[DO THIS]:
Copy out every line of the entries, requests included, starting at the line containing "Annotate the wooden" and ending at the last entry, and increase each coordinate in the answers by 17. Leave the pictures out of your answer.

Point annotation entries
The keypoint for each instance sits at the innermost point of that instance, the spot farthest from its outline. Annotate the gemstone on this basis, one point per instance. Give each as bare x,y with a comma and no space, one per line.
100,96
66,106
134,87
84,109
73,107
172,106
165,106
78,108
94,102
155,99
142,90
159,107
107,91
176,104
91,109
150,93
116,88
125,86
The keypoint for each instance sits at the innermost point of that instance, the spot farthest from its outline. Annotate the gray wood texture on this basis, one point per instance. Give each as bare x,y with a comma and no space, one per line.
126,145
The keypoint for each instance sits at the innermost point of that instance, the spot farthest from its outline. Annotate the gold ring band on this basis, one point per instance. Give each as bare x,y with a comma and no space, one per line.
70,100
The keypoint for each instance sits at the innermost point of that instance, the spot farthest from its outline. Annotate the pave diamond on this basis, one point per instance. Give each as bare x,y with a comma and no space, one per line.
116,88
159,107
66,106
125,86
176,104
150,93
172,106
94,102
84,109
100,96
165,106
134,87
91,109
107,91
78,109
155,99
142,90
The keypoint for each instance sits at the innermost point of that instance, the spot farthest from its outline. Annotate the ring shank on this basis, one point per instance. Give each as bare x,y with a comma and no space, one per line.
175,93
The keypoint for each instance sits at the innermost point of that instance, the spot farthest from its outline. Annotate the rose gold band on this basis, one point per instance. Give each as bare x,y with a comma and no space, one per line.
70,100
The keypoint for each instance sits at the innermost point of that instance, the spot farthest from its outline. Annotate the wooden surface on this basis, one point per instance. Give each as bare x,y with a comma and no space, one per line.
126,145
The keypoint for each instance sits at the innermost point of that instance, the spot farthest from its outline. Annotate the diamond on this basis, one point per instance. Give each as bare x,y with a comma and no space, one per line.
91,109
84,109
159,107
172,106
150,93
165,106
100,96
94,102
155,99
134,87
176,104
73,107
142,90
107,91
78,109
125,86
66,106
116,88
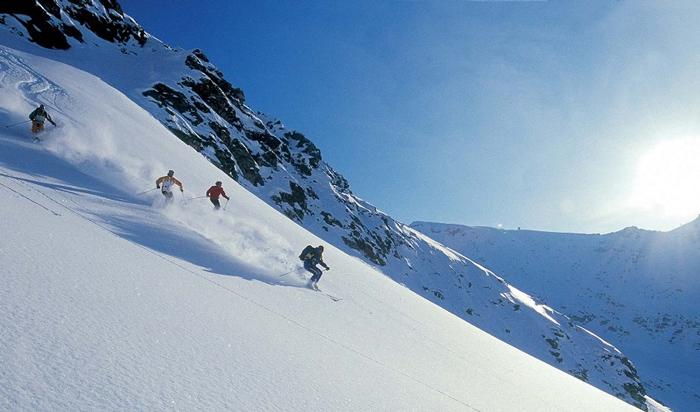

[TASK OUTPUT]:
The keypoint for each instance sits at the innermost point of that instance, the spot farthest from its outline. Annotate the wooden surface on this basis, one point per instance. Give each as bare x,y with a comma and no space, one per line.
143,162
The keypoint for each instance sits at the innermost point of that instance, the spot farthest from its outline. Annotate the diamond on this basis, one point per instance. Give each as bare x,y with a comma and no space, one per line.
108,126
101,126
176,124
189,123
167,110
182,123
117,113
111,119
172,116
151,104
193,121
90,124
159,107
124,108
95,126
142,103
83,123
133,105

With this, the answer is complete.